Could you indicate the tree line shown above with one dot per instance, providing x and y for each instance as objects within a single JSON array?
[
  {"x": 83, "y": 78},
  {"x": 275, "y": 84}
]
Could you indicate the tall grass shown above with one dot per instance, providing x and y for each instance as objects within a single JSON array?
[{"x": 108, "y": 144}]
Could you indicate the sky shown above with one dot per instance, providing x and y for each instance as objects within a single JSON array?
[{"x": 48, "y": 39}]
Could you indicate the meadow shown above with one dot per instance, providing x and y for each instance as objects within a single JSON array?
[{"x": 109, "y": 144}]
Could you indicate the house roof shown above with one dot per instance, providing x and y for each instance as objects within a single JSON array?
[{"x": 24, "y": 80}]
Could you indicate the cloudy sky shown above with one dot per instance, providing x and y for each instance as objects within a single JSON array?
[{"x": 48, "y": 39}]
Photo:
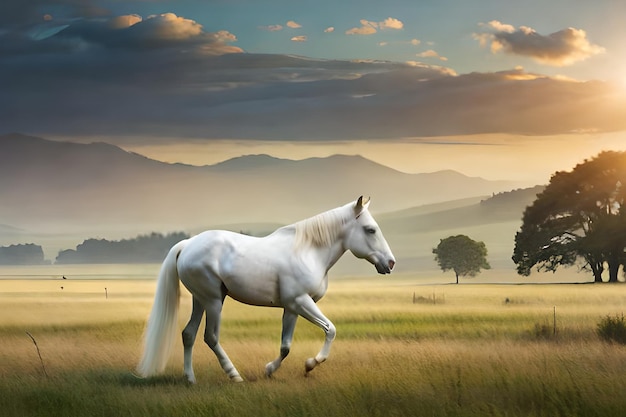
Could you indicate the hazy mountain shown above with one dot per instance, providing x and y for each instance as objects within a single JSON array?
[{"x": 51, "y": 186}]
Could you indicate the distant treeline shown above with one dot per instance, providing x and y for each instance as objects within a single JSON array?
[
  {"x": 28, "y": 254},
  {"x": 142, "y": 249}
]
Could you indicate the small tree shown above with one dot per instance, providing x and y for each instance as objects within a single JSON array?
[{"x": 464, "y": 256}]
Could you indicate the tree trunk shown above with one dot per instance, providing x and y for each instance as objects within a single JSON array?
[
  {"x": 597, "y": 269},
  {"x": 613, "y": 270}
]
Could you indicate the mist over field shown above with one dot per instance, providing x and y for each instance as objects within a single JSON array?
[{"x": 60, "y": 193}]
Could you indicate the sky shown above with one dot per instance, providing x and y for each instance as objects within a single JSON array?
[{"x": 493, "y": 88}]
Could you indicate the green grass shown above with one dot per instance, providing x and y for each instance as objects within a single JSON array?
[{"x": 472, "y": 354}]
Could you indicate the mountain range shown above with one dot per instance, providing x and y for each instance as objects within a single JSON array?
[
  {"x": 58, "y": 192},
  {"x": 50, "y": 184}
]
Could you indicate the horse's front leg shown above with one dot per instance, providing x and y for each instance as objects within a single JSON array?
[
  {"x": 289, "y": 325},
  {"x": 306, "y": 307}
]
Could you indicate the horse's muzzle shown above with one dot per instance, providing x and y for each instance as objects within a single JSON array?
[{"x": 385, "y": 268}]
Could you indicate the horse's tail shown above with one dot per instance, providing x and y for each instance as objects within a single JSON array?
[{"x": 162, "y": 323}]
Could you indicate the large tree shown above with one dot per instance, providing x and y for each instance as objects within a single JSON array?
[
  {"x": 466, "y": 257},
  {"x": 578, "y": 218}
]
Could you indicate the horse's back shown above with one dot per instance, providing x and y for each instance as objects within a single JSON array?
[{"x": 245, "y": 266}]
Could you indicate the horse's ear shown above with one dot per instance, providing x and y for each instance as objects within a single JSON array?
[{"x": 361, "y": 204}]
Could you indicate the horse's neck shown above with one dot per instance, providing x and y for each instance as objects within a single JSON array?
[{"x": 332, "y": 254}]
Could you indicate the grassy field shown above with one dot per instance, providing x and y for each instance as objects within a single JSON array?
[{"x": 467, "y": 350}]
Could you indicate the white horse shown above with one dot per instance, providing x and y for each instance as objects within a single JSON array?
[{"x": 287, "y": 269}]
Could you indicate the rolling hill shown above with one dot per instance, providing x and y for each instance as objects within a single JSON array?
[{"x": 52, "y": 186}]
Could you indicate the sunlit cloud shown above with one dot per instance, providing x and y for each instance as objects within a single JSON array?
[
  {"x": 391, "y": 23},
  {"x": 369, "y": 27},
  {"x": 125, "y": 21},
  {"x": 431, "y": 53},
  {"x": 272, "y": 28},
  {"x": 366, "y": 28},
  {"x": 561, "y": 48}
]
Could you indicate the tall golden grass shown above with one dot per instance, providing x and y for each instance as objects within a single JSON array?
[{"x": 480, "y": 350}]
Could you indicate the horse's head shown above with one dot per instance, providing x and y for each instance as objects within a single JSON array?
[{"x": 366, "y": 241}]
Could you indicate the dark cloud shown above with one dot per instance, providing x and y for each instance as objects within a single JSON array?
[
  {"x": 561, "y": 48},
  {"x": 168, "y": 76}
]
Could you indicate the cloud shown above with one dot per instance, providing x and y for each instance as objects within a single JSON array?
[
  {"x": 369, "y": 27},
  {"x": 168, "y": 76},
  {"x": 561, "y": 48},
  {"x": 272, "y": 28},
  {"x": 366, "y": 28},
  {"x": 130, "y": 32},
  {"x": 431, "y": 54},
  {"x": 391, "y": 23}
]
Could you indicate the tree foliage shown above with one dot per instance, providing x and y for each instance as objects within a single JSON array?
[
  {"x": 144, "y": 248},
  {"x": 466, "y": 257},
  {"x": 577, "y": 219}
]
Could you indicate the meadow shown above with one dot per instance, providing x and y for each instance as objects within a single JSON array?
[{"x": 404, "y": 346}]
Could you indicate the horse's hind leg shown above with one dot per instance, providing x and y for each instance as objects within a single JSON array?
[
  {"x": 189, "y": 338},
  {"x": 213, "y": 310}
]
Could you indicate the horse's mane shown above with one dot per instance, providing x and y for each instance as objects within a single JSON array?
[{"x": 320, "y": 230}]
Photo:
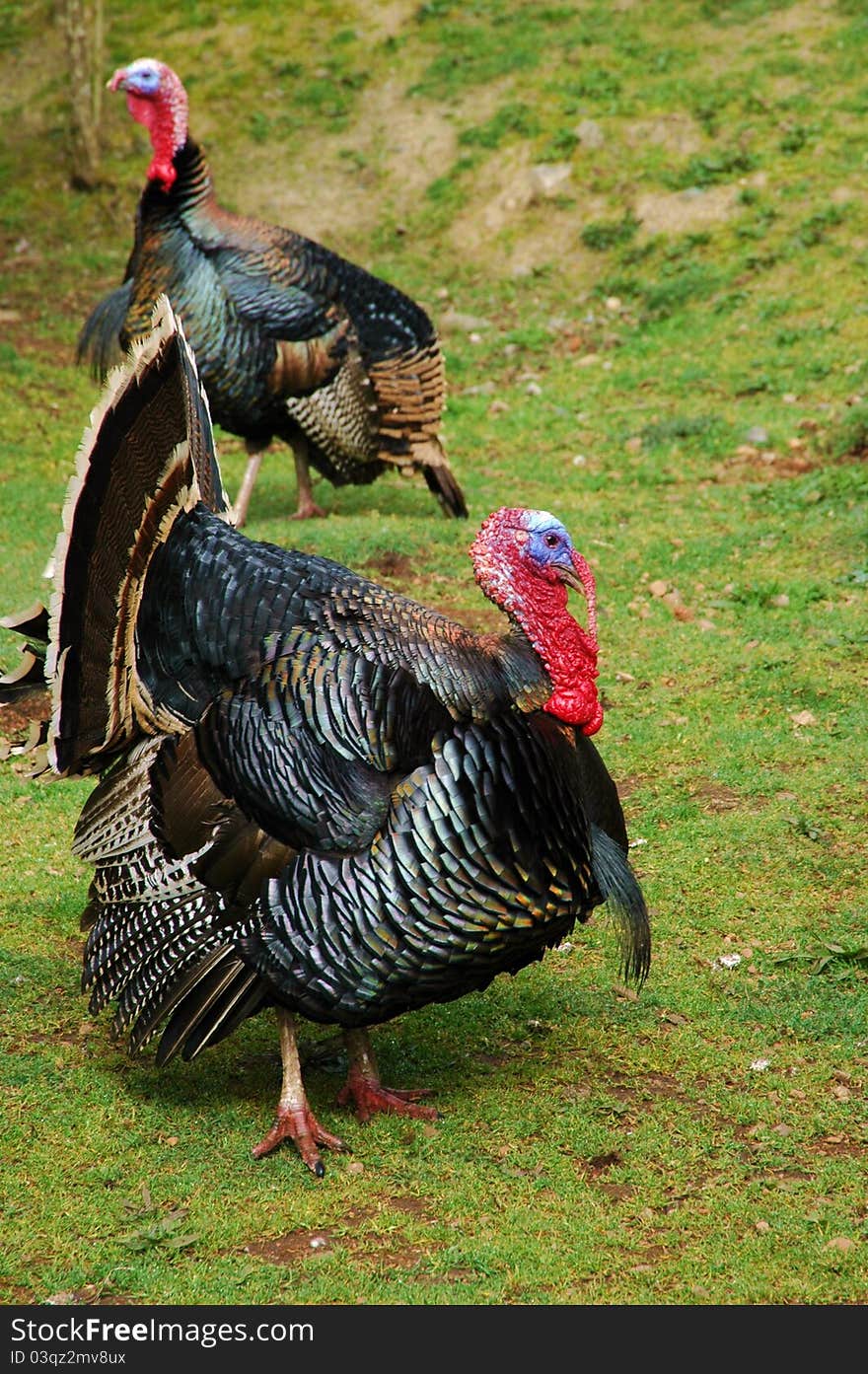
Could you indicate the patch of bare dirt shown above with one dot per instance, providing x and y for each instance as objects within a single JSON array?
[
  {"x": 678, "y": 132},
  {"x": 366, "y": 1244},
  {"x": 391, "y": 565},
  {"x": 686, "y": 212},
  {"x": 714, "y": 797},
  {"x": 750, "y": 464}
]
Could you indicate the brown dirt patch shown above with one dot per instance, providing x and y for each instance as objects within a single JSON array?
[
  {"x": 391, "y": 565},
  {"x": 714, "y": 797},
  {"x": 17, "y": 716},
  {"x": 366, "y": 1244},
  {"x": 750, "y": 465}
]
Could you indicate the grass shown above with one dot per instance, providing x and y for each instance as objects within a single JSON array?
[{"x": 692, "y": 401}]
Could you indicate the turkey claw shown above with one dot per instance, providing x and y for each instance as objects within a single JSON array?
[
  {"x": 368, "y": 1098},
  {"x": 304, "y": 1129}
]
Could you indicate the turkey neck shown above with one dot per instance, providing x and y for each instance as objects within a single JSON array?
[
  {"x": 567, "y": 651},
  {"x": 539, "y": 611},
  {"x": 191, "y": 184}
]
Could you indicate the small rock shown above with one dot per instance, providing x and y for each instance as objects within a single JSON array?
[
  {"x": 590, "y": 133},
  {"x": 548, "y": 179}
]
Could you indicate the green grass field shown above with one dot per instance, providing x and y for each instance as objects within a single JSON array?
[{"x": 664, "y": 339}]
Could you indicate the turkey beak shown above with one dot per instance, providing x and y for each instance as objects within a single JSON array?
[
  {"x": 583, "y": 580},
  {"x": 573, "y": 580}
]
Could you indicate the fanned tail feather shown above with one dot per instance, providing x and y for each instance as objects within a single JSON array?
[
  {"x": 625, "y": 902},
  {"x": 147, "y": 455},
  {"x": 158, "y": 940},
  {"x": 99, "y": 338}
]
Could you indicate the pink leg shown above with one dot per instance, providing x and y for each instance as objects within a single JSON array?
[
  {"x": 364, "y": 1088},
  {"x": 296, "y": 1120},
  {"x": 307, "y": 506},
  {"x": 246, "y": 488}
]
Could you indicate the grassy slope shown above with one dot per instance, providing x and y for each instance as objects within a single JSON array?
[{"x": 594, "y": 1147}]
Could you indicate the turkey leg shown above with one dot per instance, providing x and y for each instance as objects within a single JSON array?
[
  {"x": 307, "y": 506},
  {"x": 364, "y": 1088},
  {"x": 296, "y": 1120},
  {"x": 246, "y": 488}
]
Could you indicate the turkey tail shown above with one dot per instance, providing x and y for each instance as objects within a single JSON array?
[
  {"x": 147, "y": 457},
  {"x": 441, "y": 481},
  {"x": 99, "y": 338},
  {"x": 158, "y": 939},
  {"x": 626, "y": 904}
]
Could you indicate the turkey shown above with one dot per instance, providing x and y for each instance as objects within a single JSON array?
[
  {"x": 291, "y": 339},
  {"x": 314, "y": 794}
]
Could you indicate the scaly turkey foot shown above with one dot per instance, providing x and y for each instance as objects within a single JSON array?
[
  {"x": 364, "y": 1090},
  {"x": 300, "y": 1125},
  {"x": 368, "y": 1098},
  {"x": 294, "y": 1120}
]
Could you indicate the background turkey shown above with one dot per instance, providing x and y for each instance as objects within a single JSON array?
[
  {"x": 316, "y": 793},
  {"x": 291, "y": 339}
]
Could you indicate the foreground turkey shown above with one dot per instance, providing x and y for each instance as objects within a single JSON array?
[
  {"x": 291, "y": 341},
  {"x": 315, "y": 794}
]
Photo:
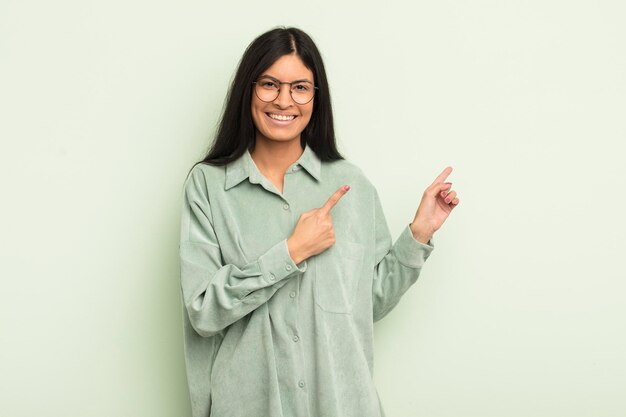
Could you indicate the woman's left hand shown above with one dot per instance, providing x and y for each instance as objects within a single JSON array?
[{"x": 437, "y": 203}]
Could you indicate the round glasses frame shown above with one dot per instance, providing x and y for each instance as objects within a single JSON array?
[{"x": 280, "y": 83}]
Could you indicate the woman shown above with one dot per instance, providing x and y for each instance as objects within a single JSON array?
[{"x": 283, "y": 271}]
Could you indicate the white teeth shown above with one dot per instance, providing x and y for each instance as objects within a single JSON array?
[{"x": 281, "y": 116}]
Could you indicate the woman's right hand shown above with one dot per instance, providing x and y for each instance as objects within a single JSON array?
[{"x": 314, "y": 232}]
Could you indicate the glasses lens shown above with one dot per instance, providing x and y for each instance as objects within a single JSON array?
[{"x": 302, "y": 93}]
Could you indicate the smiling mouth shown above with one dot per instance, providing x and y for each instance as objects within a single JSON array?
[{"x": 281, "y": 117}]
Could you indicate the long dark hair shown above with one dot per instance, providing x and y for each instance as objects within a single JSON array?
[{"x": 236, "y": 131}]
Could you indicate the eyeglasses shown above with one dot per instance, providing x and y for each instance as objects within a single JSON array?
[{"x": 267, "y": 89}]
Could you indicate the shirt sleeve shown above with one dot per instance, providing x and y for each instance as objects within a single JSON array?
[
  {"x": 397, "y": 266},
  {"x": 215, "y": 294}
]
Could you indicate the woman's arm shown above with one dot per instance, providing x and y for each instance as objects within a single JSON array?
[
  {"x": 396, "y": 266},
  {"x": 217, "y": 294}
]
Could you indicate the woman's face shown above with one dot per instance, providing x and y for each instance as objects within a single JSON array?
[{"x": 265, "y": 115}]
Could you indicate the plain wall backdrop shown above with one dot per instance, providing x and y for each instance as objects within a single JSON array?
[{"x": 104, "y": 106}]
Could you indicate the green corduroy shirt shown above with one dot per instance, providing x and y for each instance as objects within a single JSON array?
[{"x": 263, "y": 336}]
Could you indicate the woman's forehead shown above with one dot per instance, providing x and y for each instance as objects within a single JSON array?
[{"x": 288, "y": 68}]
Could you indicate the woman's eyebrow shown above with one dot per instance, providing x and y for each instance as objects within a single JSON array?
[{"x": 295, "y": 81}]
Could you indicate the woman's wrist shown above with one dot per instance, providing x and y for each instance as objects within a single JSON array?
[
  {"x": 294, "y": 253},
  {"x": 420, "y": 235}
]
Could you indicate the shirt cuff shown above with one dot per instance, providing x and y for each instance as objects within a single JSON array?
[
  {"x": 276, "y": 264},
  {"x": 411, "y": 252}
]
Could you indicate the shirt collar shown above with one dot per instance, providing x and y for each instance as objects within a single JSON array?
[{"x": 244, "y": 167}]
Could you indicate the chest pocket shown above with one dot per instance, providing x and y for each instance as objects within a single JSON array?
[{"x": 337, "y": 274}]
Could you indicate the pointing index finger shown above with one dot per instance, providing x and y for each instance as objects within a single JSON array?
[
  {"x": 334, "y": 199},
  {"x": 444, "y": 174}
]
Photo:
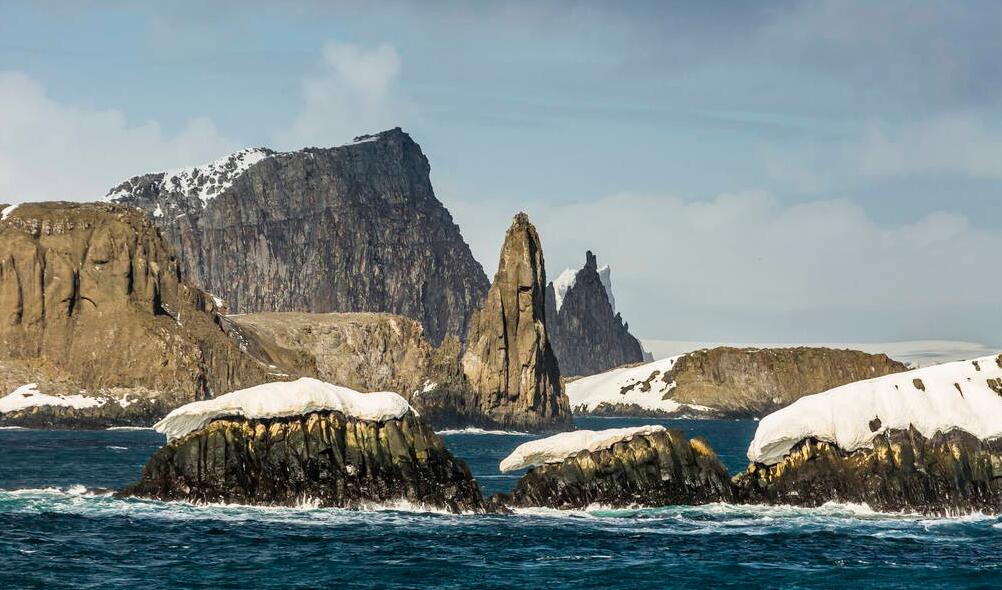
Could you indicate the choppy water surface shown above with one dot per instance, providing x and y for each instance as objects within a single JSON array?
[{"x": 58, "y": 529}]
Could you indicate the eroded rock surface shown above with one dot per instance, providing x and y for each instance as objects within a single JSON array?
[
  {"x": 509, "y": 362},
  {"x": 91, "y": 299},
  {"x": 323, "y": 458},
  {"x": 947, "y": 474},
  {"x": 658, "y": 469},
  {"x": 588, "y": 336},
  {"x": 350, "y": 228}
]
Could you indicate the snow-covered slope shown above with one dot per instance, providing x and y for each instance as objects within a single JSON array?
[
  {"x": 28, "y": 396},
  {"x": 914, "y": 353},
  {"x": 280, "y": 399},
  {"x": 965, "y": 395},
  {"x": 559, "y": 447},
  {"x": 204, "y": 181},
  {"x": 642, "y": 386}
]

- _WHAT THE EXERCISE ASKS_: Retype, exactly and only, the lines running from the one with "Could you indicate the snow-covered" through the final line of the listing above.

- _EXERCISE SOLUTION_:
Could you indicate the snow-covered slope shown above with one dot per instance, providing x and y for each instance as objects within a single JSON array?
[
  {"x": 28, "y": 396},
  {"x": 914, "y": 353},
  {"x": 280, "y": 399},
  {"x": 965, "y": 395},
  {"x": 559, "y": 447},
  {"x": 204, "y": 181},
  {"x": 642, "y": 386}
]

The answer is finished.